Task requirements –
Reproduce, with no edits, the line that contains "of the white" and all the lines that follow it, ending with the last line of the records.

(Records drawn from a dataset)
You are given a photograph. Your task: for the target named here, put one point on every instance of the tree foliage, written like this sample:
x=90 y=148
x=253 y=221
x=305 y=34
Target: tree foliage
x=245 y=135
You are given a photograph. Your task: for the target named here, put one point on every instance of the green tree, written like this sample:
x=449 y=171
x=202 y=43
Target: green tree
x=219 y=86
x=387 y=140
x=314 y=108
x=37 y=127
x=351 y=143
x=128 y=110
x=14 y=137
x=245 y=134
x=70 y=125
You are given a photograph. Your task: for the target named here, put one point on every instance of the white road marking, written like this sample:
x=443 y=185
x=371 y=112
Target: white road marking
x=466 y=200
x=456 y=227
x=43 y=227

Exercise output –
You are given a photograph. Your task: for the target named here, put one point on every instance of the white road marking, written like this sample:
x=443 y=185
x=371 y=112
Target: white road marking
x=466 y=200
x=456 y=227
x=43 y=227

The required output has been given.